Apesar do melodrama característico desse tipo de história, o texto da minissérie é sensato, elegante e resiste ao recurso fácil das emoções chapadas. Há uma preocupação em determinar de onde vem cada tensão, cada medo, mantendo em perspectiva que o drama só tem impacto quando tem escopo. Tudo que poderia afastar os dois está claro para o espectador; então, cada obstáculo faz sentido, tem substância. Os laços entre os personagens secundários também não são perdidos de vista, cuidando para que as vidas soem reais como a ideia original sugere.
Zoe e Eugenio foram a perfeita escolha de protagonistas e entregam o carisma essencial para fazer ideias como essa darem certo. Suas sequências apaixonadas ao som da trilha sonora cuidadosamente selecionada funcionam perfeitamente para quem chega até o catálogo procurando por romance. O resto do elenco é igualmente correto, com destaque para Lucia Sardo, que vive a sogra de Amy, e que lá bem pelo final faz uma dupla com Zoe que é encantadora.

**Trechos de dados de regiões rotuladas:**
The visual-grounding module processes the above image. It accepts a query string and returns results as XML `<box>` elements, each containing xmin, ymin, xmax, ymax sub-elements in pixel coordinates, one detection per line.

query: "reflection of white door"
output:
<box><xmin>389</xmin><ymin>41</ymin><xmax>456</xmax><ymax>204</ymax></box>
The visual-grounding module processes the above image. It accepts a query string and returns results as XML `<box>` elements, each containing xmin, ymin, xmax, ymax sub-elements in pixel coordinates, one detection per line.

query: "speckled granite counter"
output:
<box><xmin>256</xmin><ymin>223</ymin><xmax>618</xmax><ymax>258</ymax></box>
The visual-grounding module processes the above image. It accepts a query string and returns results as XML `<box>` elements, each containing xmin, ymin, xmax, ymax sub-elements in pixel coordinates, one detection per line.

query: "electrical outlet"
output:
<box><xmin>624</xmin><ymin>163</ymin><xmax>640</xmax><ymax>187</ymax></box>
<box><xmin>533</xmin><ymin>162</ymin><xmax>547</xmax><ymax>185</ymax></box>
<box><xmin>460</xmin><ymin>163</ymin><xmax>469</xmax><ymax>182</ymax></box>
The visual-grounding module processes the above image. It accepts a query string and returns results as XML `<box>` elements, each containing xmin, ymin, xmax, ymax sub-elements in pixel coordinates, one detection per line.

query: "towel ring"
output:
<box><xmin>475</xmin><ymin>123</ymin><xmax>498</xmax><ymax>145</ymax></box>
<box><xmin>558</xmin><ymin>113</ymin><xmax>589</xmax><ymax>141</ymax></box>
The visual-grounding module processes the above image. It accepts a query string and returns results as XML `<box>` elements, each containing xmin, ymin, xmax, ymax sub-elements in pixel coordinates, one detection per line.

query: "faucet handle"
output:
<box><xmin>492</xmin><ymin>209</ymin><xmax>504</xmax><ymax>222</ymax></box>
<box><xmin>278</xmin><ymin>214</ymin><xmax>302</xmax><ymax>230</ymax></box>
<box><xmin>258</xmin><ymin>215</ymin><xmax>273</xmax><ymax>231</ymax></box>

**Objetivo A:**
Pode reproduzir na íntegra, sem alterar nada, o trecho da crítica sobre a minissérie?
**Objetivo B:**
Pode reescrever todos os registros como um CSV de duas colunas, "consulta" e "resposta", com uma linha por registro? Coloque o texto de cada registro e a respectiva resposta, cada um num único campo entre aspas, com as quebras de linha trocadas por espaços.

**Resposta correta A:**
Apesar do melodrama característico desse tipo de história, o texto da minissérie é sensato, elegante e resiste ao recurso fácil das emoções chapadas. Há uma preocupação em determinar de onde vem cada tensão, cada medo, mantendo em perspectiva que o drama só tem impacto quando tem escopo. Tudo que poderia afastar os dois está claro para o espectador; então, cada obstáculo faz sentido, tem substância. Os laços entre os personagens secundários também não são perdidos de vista, cuidando para que as vidas soem reais como a ideia original sugere.
Zoe e Eugenio foram a perfeita escolha de protagonistas e entregam o carisma essencial para fazer ideias como essa darem certo. Suas sequências apaixonadas ao som da trilha sonora cuidadosamente selecionada funcionam perfeitamente para quem chega até o catálogo procurando por romance. O resto do elenco é igualmente correto, com destaque para Lucia Sardo, que vive a sogra de Amy, e que lá bem pelo final faz uma dupla com Zoe que é encantadora.

**Resposta correta B:**
consulta,resposta
"The visual-grounding module processes the above image. It accepts a query string and returns results as XML `<box>` elements, each containing xmin, ymin, xmax, ymax sub-elements in pixel coordinates, one detection per line. query: ""reflection of white door"" output:","<box><xmin>389</xmin><ymin>41</ymin><xmax>456</xmax><ymax>204</ymax></box>"
"The visual-grounding module processes the above image. It accepts a query string and returns results as XML `<box>` elements, each containing xmin, ymin, xmax, ymax sub-elements in pixel coordinates, one detection per line. query: ""speckled granite counter"" output:","<box><xmin>256</xmin><ymin>223</ymin><xmax>618</xmax><ymax>258</ymax></box>"
"The visual-grounding module processes the above image. It accepts a query string and returns results as XML `<box>` elements, each containing xmin, ymin, xmax, ymax sub-elements in pixel coordinates, one detection per line. query: ""electrical outlet"" output:","<box><xmin>624</xmin><ymin>163</ymin><xmax>640</xmax><ymax>187</ymax></box> <box><xmin>533</xmin><ymin>162</ymin><xmax>547</xmax><ymax>185</ymax></box> <box><xmin>460</xmin><ymin>163</ymin><xmax>469</xmax><ymax>182</ymax></box>"
"The visual-grounding module processes the above image. It accepts a query string and returns results as XML `<box>` elements, each containing xmin, ymin, xmax, ymax sub-elements in pixel coordinates, one detection per line. query: ""towel ring"" output:","<box><xmin>475</xmin><ymin>123</ymin><xmax>498</xmax><ymax>145</ymax></box> <box><xmin>558</xmin><ymin>113</ymin><xmax>589</xmax><ymax>141</ymax></box>"
"The visual-grounding module processes the above image. It accepts a query string and returns results as XML `<box>` elements, each containing xmin, ymin, xmax, ymax sub-elements in pixel coordinates, one detection per line. query: ""faucet handle"" output:","<box><xmin>492</xmin><ymin>209</ymin><xmax>504</xmax><ymax>222</ymax></box> <box><xmin>278</xmin><ymin>214</ymin><xmax>302</xmax><ymax>230</ymax></box> <box><xmin>258</xmin><ymin>215</ymin><xmax>273</xmax><ymax>231</ymax></box>"